◆ **Problem requirements**: Print the records exactly as given.
(Extracted material)
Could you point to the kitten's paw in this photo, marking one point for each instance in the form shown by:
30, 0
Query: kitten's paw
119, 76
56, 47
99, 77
(End Extracted material)
◆ **Response to this exercise**:
Could you point to the kitten's paw in this photo, marking one point for each instance in the form shown by:
30, 0
Query: kitten's paw
119, 76
56, 47
99, 77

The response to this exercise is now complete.